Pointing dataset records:
* Start *
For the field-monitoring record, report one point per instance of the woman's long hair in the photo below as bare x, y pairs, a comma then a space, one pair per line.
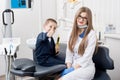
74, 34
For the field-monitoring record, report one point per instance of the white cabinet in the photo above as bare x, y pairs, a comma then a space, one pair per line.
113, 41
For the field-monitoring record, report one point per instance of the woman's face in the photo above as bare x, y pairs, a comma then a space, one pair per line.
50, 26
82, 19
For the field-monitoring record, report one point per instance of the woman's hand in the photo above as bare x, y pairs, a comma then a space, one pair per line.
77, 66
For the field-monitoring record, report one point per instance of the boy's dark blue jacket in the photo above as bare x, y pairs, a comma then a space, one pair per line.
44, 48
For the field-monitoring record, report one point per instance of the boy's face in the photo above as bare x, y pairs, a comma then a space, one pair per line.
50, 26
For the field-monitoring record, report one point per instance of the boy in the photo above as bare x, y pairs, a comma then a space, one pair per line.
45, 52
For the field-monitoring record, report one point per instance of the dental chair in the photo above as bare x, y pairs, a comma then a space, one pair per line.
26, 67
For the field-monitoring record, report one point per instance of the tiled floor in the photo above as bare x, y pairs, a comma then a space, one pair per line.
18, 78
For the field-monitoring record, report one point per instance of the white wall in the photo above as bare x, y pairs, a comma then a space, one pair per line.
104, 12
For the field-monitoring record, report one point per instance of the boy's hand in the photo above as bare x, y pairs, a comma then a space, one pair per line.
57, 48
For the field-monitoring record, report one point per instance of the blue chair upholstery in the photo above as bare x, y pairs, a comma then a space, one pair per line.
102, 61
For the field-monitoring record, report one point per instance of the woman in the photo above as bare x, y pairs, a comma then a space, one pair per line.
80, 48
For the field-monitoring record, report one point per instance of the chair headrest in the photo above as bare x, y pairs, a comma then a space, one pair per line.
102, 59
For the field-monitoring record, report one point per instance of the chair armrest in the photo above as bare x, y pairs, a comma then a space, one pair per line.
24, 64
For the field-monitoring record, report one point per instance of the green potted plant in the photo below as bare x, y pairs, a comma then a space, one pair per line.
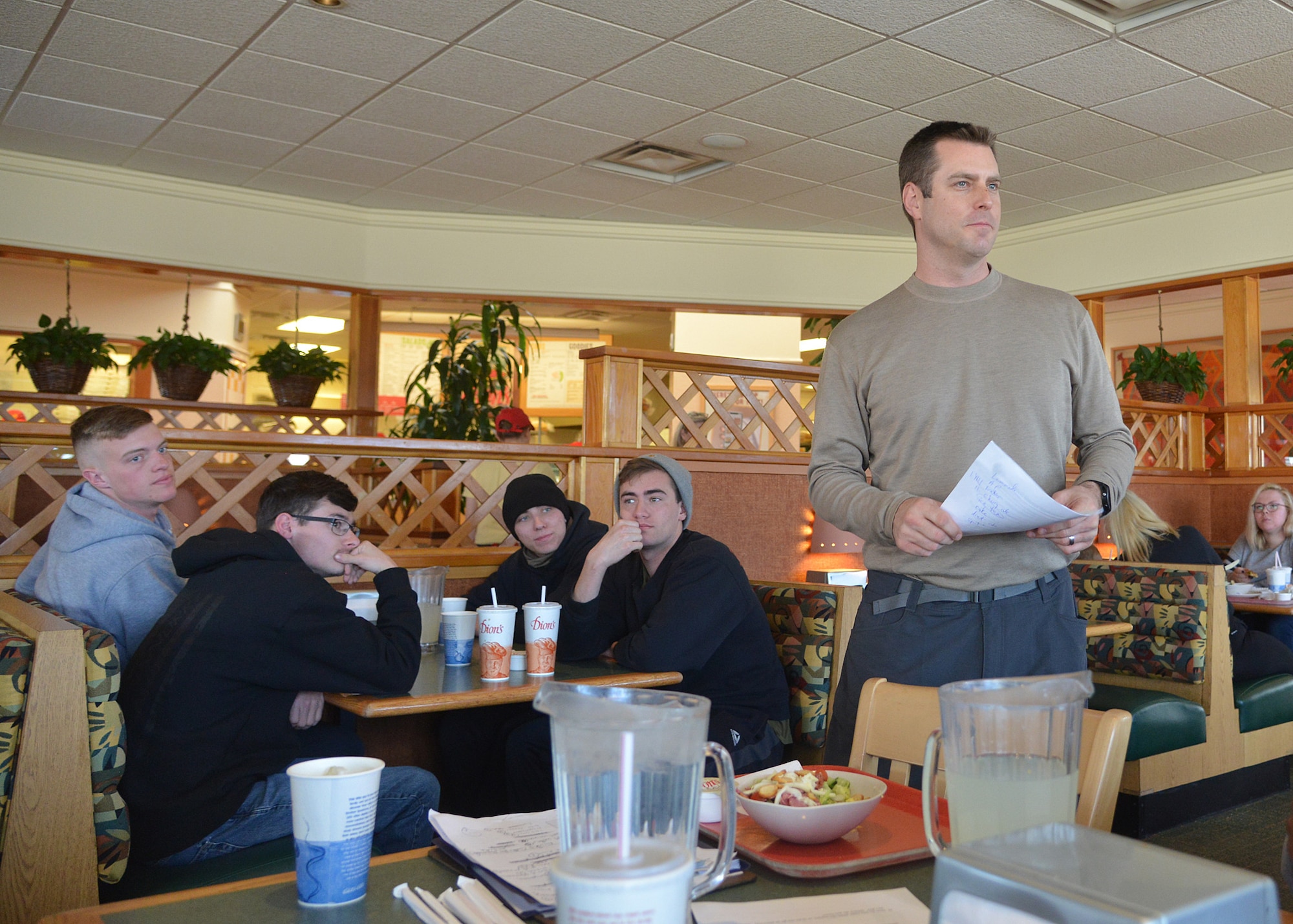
* End *
* Start *
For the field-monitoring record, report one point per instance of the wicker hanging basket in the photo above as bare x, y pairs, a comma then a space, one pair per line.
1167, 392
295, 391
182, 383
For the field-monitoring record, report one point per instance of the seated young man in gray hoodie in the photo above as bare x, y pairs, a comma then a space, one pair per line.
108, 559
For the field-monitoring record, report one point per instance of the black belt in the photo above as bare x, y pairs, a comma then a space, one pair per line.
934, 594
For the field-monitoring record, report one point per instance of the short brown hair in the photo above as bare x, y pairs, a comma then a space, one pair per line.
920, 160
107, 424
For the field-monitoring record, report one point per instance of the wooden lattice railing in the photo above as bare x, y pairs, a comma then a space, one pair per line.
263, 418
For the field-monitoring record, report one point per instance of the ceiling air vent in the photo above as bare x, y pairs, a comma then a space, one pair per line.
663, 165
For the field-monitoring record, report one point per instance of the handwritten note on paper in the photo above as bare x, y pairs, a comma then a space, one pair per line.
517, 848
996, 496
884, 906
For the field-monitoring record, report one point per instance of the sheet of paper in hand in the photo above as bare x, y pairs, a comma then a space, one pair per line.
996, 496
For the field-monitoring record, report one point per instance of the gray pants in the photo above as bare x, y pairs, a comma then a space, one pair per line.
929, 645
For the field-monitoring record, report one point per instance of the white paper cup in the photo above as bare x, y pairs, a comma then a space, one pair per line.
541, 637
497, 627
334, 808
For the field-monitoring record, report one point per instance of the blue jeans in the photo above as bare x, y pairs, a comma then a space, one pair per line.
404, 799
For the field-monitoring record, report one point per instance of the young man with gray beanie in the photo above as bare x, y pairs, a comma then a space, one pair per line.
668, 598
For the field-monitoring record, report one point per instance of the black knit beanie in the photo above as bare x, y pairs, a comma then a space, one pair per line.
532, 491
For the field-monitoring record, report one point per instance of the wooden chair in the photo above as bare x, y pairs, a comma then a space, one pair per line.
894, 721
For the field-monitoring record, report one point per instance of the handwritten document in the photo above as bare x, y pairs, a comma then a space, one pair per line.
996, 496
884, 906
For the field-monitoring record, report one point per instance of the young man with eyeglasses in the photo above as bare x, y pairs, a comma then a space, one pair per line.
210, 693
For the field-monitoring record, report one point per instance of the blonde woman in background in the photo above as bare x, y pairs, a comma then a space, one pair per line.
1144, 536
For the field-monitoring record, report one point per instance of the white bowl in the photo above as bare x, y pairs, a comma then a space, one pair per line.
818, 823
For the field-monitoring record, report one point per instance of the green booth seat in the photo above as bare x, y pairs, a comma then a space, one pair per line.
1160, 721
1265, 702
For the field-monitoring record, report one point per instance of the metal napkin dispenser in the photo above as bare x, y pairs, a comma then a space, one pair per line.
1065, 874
* End *
(Task description):
Put the lines of the material above into a numbered list, from the line with "of the tiled" up to and including the line with "the green potted", leaving out any blank lines.

(Result):
1. For the field-monitoring record, report one point per instance of the tiled floor in the photo above as bare x, y pairs, a comma then a space, one pair per line.
2. 18, 78
3. For the field-monitoring record, report one point per instance of the white wall in the photo above as bare x, y pairs, a comma then a space, one pair per line.
4. 104, 12
5. For the field-monitoring record, report one point per instance of the boy's hand in the photo above as bare x, y pairs, a comma then a space, one pair per line.
6. 57, 48
7. For the field-monitoring record, report one point per instance of the blue chair upholstery in the photo above as bare x, y pairs, a comma then a space, one pair per line.
8. 102, 61
9. For the field-monitoring record, report one point per instance of the woman in the photo above as bare x, y pairs, a comma then a space, one pair per line.
10. 80, 48
11. For the field-monitoring record, report one point per instance of the chair headrest in the photo above as bare x, y pairs, a comma then a space, one pair per line.
12. 102, 59
13. For the field-monitoring record, report one point per instance of the chair armrest in the photo above as bare x, y pairs, a comma then a space, one pair per line.
14. 24, 64
15. For the field-monitoring record, report one point per instance of the green potted plant in the photo below as bare x, y pairs, a comma then a space, one pair per line.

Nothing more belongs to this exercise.